SUPPLIED DATA>
★ ★ ★ ★
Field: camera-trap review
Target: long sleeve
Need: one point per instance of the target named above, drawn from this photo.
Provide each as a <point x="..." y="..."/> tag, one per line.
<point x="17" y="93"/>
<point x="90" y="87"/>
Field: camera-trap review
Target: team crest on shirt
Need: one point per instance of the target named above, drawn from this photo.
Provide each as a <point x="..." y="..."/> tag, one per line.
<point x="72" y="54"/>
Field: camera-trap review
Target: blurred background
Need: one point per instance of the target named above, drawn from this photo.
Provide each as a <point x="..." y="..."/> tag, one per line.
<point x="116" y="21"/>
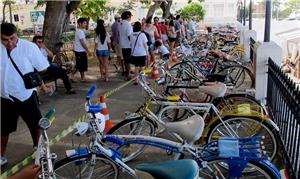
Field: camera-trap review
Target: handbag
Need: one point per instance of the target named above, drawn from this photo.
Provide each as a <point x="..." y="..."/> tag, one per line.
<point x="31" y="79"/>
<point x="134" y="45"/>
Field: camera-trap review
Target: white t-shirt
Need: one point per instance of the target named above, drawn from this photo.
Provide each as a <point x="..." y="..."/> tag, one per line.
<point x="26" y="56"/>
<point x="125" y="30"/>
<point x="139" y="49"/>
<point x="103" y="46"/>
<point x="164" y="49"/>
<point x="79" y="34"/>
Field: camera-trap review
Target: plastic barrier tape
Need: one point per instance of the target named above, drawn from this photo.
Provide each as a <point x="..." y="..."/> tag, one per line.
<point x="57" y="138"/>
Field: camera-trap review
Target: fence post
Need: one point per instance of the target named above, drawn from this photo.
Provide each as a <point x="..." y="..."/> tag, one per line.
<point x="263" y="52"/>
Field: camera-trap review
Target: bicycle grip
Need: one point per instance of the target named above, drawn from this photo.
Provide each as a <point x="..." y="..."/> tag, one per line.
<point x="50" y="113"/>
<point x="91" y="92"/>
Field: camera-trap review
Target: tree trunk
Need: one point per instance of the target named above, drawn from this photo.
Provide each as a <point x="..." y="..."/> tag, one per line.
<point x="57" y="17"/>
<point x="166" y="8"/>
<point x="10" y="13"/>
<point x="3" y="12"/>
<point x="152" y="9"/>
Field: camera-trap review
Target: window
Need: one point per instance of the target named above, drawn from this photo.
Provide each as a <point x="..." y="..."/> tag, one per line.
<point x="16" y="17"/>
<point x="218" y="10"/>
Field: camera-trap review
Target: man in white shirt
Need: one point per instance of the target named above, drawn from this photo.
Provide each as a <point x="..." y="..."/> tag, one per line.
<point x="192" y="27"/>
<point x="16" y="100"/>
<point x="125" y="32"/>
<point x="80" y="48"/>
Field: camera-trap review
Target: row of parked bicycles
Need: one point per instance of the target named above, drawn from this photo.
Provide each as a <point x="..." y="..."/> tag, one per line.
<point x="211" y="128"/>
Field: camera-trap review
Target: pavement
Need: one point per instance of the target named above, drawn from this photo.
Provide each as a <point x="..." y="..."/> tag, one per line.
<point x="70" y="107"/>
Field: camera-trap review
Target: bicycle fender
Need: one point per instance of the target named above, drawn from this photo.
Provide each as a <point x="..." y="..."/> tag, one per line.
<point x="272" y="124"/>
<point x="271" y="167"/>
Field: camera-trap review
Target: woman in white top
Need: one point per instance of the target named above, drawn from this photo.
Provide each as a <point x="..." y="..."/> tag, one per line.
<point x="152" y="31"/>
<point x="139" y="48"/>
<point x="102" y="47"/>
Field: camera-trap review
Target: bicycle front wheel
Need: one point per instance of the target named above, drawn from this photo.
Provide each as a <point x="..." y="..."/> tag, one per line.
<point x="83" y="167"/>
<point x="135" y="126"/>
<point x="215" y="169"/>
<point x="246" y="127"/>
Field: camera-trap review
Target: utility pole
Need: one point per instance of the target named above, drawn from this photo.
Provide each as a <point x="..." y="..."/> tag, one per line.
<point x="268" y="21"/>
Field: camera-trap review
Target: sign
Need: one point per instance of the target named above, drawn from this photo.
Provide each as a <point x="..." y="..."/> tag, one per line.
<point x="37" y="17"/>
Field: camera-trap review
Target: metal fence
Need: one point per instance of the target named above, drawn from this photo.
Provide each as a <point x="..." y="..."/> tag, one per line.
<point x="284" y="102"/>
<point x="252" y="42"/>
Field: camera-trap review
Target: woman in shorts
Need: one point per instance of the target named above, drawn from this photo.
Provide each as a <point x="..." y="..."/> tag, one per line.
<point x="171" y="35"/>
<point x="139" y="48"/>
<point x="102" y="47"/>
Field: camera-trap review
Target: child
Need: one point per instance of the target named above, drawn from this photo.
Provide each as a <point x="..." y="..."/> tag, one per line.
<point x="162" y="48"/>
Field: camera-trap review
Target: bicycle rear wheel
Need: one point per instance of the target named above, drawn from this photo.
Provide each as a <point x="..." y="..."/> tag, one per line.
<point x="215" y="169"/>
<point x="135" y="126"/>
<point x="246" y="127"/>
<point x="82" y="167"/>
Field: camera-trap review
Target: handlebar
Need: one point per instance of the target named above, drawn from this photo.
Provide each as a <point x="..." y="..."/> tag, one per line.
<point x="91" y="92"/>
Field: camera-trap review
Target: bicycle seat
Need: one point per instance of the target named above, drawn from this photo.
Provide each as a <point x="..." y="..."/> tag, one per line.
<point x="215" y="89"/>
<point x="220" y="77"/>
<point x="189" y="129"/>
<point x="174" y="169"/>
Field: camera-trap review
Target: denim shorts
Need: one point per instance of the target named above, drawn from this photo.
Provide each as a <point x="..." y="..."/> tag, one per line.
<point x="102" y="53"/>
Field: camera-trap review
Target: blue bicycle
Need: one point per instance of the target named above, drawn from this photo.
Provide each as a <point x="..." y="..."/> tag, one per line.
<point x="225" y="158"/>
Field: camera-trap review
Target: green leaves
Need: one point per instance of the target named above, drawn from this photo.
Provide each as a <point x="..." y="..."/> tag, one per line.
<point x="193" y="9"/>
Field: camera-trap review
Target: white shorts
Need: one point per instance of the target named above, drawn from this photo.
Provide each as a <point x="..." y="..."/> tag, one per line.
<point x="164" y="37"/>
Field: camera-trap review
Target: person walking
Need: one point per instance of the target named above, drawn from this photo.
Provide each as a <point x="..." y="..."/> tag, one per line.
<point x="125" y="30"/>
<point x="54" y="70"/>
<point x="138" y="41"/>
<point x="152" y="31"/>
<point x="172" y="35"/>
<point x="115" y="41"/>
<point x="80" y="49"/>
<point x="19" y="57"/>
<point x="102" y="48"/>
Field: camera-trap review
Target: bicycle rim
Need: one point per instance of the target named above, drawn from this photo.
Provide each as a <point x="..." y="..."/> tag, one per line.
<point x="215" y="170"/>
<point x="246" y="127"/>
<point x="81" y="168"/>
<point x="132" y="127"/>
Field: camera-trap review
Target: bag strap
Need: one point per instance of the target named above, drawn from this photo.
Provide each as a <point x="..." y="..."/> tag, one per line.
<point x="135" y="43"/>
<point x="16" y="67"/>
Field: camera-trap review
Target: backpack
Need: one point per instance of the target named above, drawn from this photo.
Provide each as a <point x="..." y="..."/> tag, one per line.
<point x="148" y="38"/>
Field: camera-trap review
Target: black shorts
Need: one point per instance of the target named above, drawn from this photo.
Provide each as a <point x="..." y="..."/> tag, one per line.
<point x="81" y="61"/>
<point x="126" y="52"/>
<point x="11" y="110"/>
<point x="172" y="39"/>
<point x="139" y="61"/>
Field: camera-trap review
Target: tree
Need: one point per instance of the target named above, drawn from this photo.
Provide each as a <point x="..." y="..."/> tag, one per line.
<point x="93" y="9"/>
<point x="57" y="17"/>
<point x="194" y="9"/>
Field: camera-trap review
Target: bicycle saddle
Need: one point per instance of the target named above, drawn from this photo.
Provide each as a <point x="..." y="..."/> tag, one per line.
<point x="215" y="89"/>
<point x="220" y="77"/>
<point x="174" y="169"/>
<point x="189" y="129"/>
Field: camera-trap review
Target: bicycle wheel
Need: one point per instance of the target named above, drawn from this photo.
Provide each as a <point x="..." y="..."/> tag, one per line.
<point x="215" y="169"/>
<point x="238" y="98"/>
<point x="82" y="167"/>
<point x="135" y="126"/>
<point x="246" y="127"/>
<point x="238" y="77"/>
★ ★ ★ ★
EXERCISE> Say how many of the lines above include the string "wheel", and give no other words.

TASK SOLUTION> 3